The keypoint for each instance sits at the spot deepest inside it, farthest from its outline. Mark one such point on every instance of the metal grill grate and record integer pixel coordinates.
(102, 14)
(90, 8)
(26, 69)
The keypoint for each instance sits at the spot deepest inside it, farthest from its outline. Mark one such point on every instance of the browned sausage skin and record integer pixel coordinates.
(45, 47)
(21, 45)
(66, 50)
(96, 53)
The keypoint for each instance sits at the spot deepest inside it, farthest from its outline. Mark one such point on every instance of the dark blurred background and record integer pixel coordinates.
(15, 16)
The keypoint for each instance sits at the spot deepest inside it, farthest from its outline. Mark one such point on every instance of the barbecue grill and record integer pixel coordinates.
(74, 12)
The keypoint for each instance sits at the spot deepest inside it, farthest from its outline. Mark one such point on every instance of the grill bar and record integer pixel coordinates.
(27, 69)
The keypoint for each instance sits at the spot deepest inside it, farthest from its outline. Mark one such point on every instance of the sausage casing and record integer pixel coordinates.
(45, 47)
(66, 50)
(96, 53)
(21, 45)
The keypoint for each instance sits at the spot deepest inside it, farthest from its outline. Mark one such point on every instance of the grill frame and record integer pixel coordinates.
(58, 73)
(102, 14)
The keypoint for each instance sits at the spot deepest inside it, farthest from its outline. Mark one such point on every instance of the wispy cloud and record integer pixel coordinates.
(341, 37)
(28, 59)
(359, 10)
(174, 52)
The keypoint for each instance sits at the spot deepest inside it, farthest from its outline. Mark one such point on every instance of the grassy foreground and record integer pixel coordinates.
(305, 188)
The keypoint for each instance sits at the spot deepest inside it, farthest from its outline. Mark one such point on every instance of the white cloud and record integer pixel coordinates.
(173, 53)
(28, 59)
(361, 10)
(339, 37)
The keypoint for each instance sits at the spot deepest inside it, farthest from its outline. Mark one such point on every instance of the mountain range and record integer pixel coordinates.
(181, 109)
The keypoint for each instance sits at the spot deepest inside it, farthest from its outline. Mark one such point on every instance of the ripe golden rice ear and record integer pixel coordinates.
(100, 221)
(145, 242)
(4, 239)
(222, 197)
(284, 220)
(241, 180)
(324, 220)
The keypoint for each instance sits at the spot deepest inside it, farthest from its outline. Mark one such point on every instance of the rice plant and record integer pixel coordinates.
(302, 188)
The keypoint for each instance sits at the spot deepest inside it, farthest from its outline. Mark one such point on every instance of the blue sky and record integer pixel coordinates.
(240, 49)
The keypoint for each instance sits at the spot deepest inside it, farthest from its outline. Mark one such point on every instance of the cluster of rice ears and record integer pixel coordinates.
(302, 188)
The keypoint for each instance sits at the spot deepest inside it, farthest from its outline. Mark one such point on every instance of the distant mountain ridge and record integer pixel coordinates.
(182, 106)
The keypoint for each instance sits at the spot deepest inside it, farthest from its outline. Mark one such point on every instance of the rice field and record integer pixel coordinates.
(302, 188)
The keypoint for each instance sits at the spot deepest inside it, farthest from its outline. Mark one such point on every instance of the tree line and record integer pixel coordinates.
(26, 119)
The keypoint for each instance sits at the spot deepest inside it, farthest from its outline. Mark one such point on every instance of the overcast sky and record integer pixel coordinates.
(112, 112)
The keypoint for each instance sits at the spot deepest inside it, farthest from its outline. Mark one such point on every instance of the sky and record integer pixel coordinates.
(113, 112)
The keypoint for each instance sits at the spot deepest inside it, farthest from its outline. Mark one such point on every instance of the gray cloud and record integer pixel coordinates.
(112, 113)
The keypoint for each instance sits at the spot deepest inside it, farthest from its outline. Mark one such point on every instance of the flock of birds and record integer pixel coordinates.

## Written request
Print all of the entries again, exactly as written.

## Task answer
The keypoint for each instance sits at the spot deepest inside it, farthest from its outline. Mark one such point on every instance of the metal grill grate and record integer pixel coordinates.
(102, 14)
(90, 8)
(26, 69)
The keypoint for each instance sits at the spot deepest inside it, farthest from its outline. Mark one such point on every instance of the browned sausage skin and record integer pixel coordinates.
(45, 47)
(21, 45)
(66, 50)
(96, 53)
The keypoint for each instance sits at the spot deepest inside it, farthest from its outline. Mark one such point on every instance of the dark blurred background and record integer pixel coordinates.
(15, 16)
The keypoint for each instance sits at the spot deepest inside it, farthest from its outline. Mark one such point on every instance of the barbecue grill and record integer pixel coordinates.
(74, 12)
The keypoint for each instance sits at the spot deepest inside it, farthest from its outline. Mark one such point on every instance of the grill bar and record integer pixel coordinates.
(27, 69)
The keypoint for each instance sits at the spot deepest inside it, farthest from its outline. Mark one such point on every instance of the sausage casing and record integer pixel coordinates.
(45, 47)
(66, 50)
(96, 53)
(21, 45)
The keypoint for each instance sits at the spot deepest inside it, farthest from its outline. Mark one such point on every instance of the grill frame and record integer pixel coordinates.
(58, 73)
(102, 14)
The keypoint for each instance sits at the spot deepest inside it, farthest from its outline. Mark one such point on every instance of the wispy cloud and record integer pixel coordinates.
(341, 37)
(28, 59)
(359, 10)
(174, 52)
The keypoint for each instance sits at the spot deepest inside it, farthest from its outline. Mark one such point on every instance of the grassy foreground and record integer pixel coordinates.
(305, 188)
The keypoint for each instance sits at the spot deepest inside it, farthest from its outline. Mark one such point on every instance of the white cloud and record integer pixel coordinates.
(173, 53)
(28, 59)
(361, 10)
(339, 37)
The keypoint for each instance sits at the spot deepest inside it, farthest from its outline. Mark one such point on every instance of the mountain range and record integer pixel coordinates.
(181, 109)
The keypoint for each instance sits at the spot deepest inside it, farthest from its outline. Mark one such point on every instance of the ripe golden rice ear and record integer pixel coordinates.
(100, 221)
(145, 242)
(4, 239)
(222, 197)
(284, 220)
(241, 180)
(324, 220)
The keypoint for each instance sits at the spot deepest inside it, farthest from its outline. Mark one such point on every instance of the rice plant and record integer pixel coordinates.
(302, 188)
The keypoint for each instance sits at the spot deepest inside it, farthest from its outline. Mark one such point on every instance of the blue sky and record integer pixel coordinates.
(240, 49)
The keypoint for each instance sits at the spot deepest inside it, farthest from its outline. Mark one such point on every instance of the cluster of rice ears and record integer pixel coordinates.
(302, 188)
The keypoint for each instance sits at the spot deepest inside it, farthest from its outline. Mark one such point on every instance of the distant mountain ridge and record integer pixel coordinates.
(182, 106)
The keypoint for each instance sits at the spot deepest inside it, farthest from its outline. Mark one such point on every instance of the rice field and record integer pixel coordinates.
(302, 188)
The keypoint for each instance sits at the spot deepest inside it, farthest from its outline. Mark one such point on every instance of the tree line and record integer pixel coordinates.
(26, 119)
The keypoint for each instance sits at the spot deepest inside it, farthest from its outline. Mark one such point on every instance of the overcast sky and record integer pixel coordinates.
(112, 112)
The keypoint for each instance sits at the spot deepest inside it, farthest from its outline. Mark one such point on every instance of the sky and record integer pixel coordinates.
(113, 112)
The keypoint for each instance sits at the spot deepest inside it, farthest from its outline. Mark one such point on every instance of the gray cloud and record integer pixel coordinates.
(112, 113)
The keypoint for each instance sits at the spot deepest inside it, farthest from its outline. Mark one such point on every instance of the flock of birds and record integer pixel coordinates.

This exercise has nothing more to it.